* **Text under study**
ISLAMABAD (AP) — A close aide of Pakistan’s former Prime Minister Imran Khan who was recently arrested on treason charges for alleged anti-military remarks was hospitalized this week after complaining of breathing difficulties, officials said Friday.
Shahbaz Gill, who is also the chief of staff at Khan’s opposition Tehreek-e-Insaf party, was arrested after appearing earlier this month on private ARY TV in the southern port city of Karachi, when he allegedly incited troops and officers to mutiny.
During the broadcast, Gill, a known critic of the military, said soldiers and officers should refuse to obey “illegal orders" from the military leadership. He implied that the rank and file in the military overwhelmingly supports Khan, who was ousted in a no-confidence vote in Parliament in April.
After the TV interview, Gill was arrested and charged with treason, which under Pakistani law carries the death penalty. ARY TV was taken off air and its broadcasting license was subsequently revoked. The station's new director Ammad Yousaf was briefly arrested but was later released.
According to security officials, Gill was taken from his jail cell to hospital on Wednesday after telling the guards that he had difficulty breathing. The officials spoke to The Associated Press on condition of anonymity to discuss Gill's situation.
Khan had accused the police of “torture and abuse" but they deny mistreating Gill, insisting that Khan's aide was unwell because he suffers from chronic asthma, according to reports in local media.

* **Excerpted records**
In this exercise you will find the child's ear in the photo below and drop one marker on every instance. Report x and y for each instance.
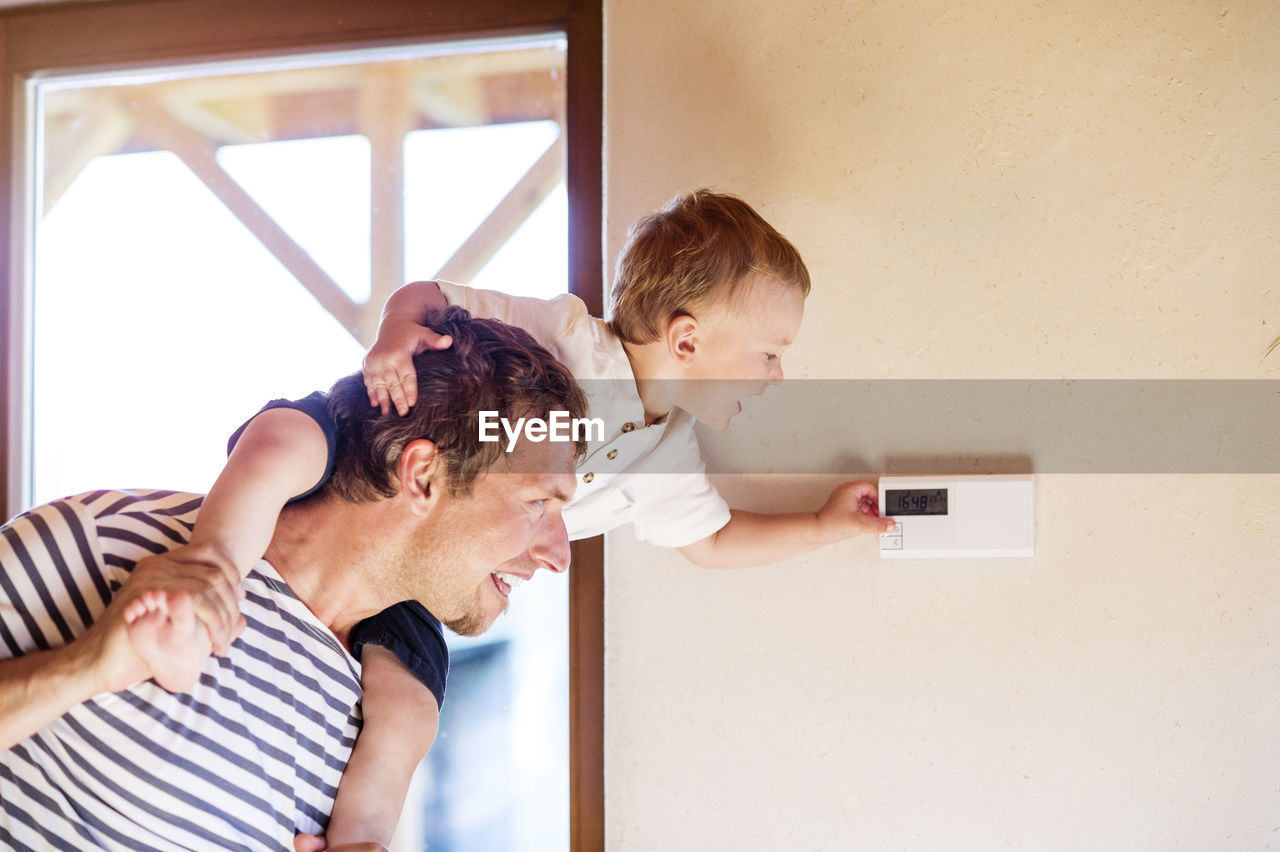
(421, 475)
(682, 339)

* * *

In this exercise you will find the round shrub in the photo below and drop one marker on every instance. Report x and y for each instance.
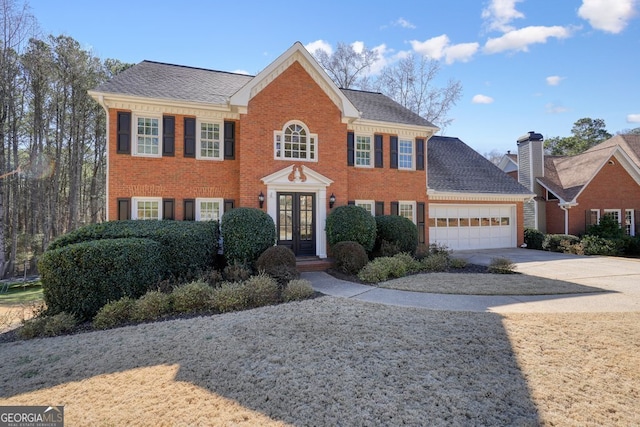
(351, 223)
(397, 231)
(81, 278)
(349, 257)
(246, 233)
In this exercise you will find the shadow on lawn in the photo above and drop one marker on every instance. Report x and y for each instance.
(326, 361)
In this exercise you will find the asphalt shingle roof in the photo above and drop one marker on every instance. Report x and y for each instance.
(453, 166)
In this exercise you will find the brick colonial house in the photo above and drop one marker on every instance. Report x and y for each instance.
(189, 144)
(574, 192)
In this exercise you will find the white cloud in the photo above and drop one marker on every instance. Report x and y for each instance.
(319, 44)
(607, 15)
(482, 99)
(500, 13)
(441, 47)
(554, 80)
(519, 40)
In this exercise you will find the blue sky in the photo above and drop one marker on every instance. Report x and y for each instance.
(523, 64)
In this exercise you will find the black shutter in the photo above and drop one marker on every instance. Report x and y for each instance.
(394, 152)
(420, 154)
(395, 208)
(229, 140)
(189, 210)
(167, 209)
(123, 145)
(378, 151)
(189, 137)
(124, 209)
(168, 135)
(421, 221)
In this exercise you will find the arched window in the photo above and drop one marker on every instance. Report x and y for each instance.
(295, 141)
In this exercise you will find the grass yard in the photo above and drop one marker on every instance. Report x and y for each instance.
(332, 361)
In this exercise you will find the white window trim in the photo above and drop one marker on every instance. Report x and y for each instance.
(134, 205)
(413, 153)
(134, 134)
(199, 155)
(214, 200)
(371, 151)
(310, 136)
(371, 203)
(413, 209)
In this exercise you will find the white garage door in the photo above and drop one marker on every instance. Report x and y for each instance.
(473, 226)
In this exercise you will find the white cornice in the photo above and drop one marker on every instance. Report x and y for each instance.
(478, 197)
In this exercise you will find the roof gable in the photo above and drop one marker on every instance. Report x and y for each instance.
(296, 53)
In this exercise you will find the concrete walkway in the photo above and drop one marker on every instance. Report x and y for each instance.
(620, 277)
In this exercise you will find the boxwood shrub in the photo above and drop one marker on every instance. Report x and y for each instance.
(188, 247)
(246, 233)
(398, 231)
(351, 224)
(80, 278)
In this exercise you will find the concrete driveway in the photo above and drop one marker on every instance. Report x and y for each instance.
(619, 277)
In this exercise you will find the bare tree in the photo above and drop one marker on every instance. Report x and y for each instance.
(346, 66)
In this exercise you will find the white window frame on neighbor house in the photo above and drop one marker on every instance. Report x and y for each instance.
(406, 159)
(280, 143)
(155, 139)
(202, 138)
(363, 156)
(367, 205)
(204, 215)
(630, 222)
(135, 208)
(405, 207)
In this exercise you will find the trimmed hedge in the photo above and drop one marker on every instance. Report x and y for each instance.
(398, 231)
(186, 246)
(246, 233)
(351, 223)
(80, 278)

* **Tasks to complete**
(a) Answer these questions from the news report on Shahbaz Gill:
(i) On what day was Gill taken from his jail cell to the hospital?
(ii) What penalty can treason carry under Pakistani law?
(iii) According to the police, what condition does Gill suffer from?
(b) List every person named in the news report on Shahbaz Gill.
(c) Proceed with the news report on Shahbaz Gill, starting after its final sentence.
The listing that comes before this point is separate material and is unrelated to the news report on Shahbaz Gill.

* **Per-task outputs**
(a)
(i) Wednesday
(ii) The death penalty
(iii) Chronic asthma

(b) Imran Khan, Shahbaz Gill, Ammad Yousaf

(c)
The police later released a statement on Gill’s medical condition, saying he is medically fit to be questioned.
Khan has called his supporters to rally in Islamabad on Saturday to denounce Gill’s arrest.
On Friday, Gill appeared briefly before a court in Islamabad, in a wheelchair and using an oxygen tank, after police demanded they be allowed to question him further. The court, however, ordered that Gill remain in hospital till Monday, when his medical documents would be again reviewed.
In Pakistan, police cannot question detained suspects while they are in hospital, even though they remain in custody.
Khan came to power in 2018, promising to break the pattern of family rule in Pakistan, but his opponents said he was elected with help from the powerful military, which has ruled the country for half of its 75-year history.
After his ouster in April, Khan claimed the military took part in an alleged U.S. plot to oust him. Washington, the Pakistani military and the government of Khan's successor, Prime Minister Shahbaz Sharif, have denied the charge.